Text section start
If we look closely, we can see that while complex and interacting with one another, all of these factors are the result of inadequate financing. Chemicals, drugs, clinics and vehicles, training, good administration, research, development, and health expertise on water projects can all be had with sufficient funding. Only mosquito and parasite resistance appears to be a "purely technical" problem. But even in this case the problem is the outgrowth of prolonged control or inadequate (because underfunded) eradication efforts. And, it can be overcome by the expansion of research and other aspects of the program. The point is that the upsurge emerges as traceable not just to inadequate programs but to programs which are inadequate largely because they are underfunded. These WHO studies naturally pointed out the key role of such underfinancing and called for renewed efforts. The results of studies in particular countries were similar with respect to both causes and cure (9).

What were the results of those studies and recommendations? They varied, of course, from country to country, but overall we can say that while there was some increased expenditure and some expansion of control, the bulk of the recommendations of the various studies remained unimplemented and what was done was inadequate to bring the incidence of malaria back down to earlier levels and in some cases failed even to check the increase. In India, for example, this last was very much the case. At first, government expenditures rose from $13 million in 1968 to $22 million in 1971. This slowed the rate of increase. But new cutbacks reduced funding to $14 million in 1973 despite the renewed acceleration of the spread (9). In 1974-1975 the planned allocation was to be increased, but only to some $23-29 million despite appeals by officials like Dr. Coluthur Gopalan (10), head of the Indian Council of Medical Research, and despite conservative recommendations by a special committee of a needed minimum expenditure of $81 million (11). In Nepal, Bangladesh, Burma, and Indonesia, among other countries, we find similar histories of inadequate response.

It should be noted at this point that the resources available from such international agencies as the United States Agency for International Development, the United Nations Children's Fund, and the Pan American Health Organization have been drying up along with those of national governments over the last few years. Only WHO continues to provide substantial advisory services on an international scale. 1 All of this in the face of almost continually rising global incidence of the disease and against protests by the public health officials responsible for the programs.
Text section end
Dataset section start
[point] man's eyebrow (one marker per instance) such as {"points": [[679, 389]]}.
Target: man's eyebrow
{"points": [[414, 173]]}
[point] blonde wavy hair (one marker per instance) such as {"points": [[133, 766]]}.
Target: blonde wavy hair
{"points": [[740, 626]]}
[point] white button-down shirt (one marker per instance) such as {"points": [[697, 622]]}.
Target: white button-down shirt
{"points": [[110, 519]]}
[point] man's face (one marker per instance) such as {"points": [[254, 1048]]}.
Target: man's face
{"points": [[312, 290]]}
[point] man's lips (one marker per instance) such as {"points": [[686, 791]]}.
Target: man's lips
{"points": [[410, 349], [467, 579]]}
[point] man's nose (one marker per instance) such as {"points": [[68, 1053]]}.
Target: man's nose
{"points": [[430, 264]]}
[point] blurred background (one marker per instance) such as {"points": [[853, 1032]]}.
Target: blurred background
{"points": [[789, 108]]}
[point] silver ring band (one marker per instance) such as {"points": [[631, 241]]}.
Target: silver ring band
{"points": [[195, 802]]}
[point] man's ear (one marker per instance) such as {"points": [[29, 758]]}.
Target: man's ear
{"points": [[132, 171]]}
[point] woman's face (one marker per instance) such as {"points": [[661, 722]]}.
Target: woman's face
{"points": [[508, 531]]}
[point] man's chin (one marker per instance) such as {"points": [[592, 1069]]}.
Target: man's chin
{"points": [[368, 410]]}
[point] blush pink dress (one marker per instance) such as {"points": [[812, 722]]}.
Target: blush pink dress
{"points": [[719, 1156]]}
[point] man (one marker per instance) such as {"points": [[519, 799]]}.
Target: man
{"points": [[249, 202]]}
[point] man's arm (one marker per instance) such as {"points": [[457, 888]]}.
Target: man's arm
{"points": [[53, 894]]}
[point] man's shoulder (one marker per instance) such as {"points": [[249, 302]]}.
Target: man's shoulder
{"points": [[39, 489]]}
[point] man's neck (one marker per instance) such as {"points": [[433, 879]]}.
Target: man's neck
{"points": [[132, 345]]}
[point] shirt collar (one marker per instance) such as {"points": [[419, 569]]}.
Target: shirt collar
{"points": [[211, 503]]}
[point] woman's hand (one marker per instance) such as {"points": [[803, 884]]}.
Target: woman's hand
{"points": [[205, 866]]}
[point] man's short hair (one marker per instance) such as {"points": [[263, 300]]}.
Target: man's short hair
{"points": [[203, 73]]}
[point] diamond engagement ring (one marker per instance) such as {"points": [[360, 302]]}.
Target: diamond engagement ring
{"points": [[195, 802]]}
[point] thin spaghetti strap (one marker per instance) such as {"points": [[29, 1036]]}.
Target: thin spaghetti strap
Dataset section end
• _Problem to work on_: Transcribe the stretch of the malaria funding text from "It should be" through "for the programs.", keeping every word and punctuation mark unchanged.

• _Written answer_:
It should be noted at this point that the resources available from such international agencies as the United States Agency for International Development, the United Nations Children's Fund, and the Pan American Health Organization have been drying up along with those of national governments over the last few years. Only WHO continues to provide substantial advisory services on an international scale. 1 All of this in the face of almost continually rising global incidence of the disease and against protests by the public health officials responsible for the programs.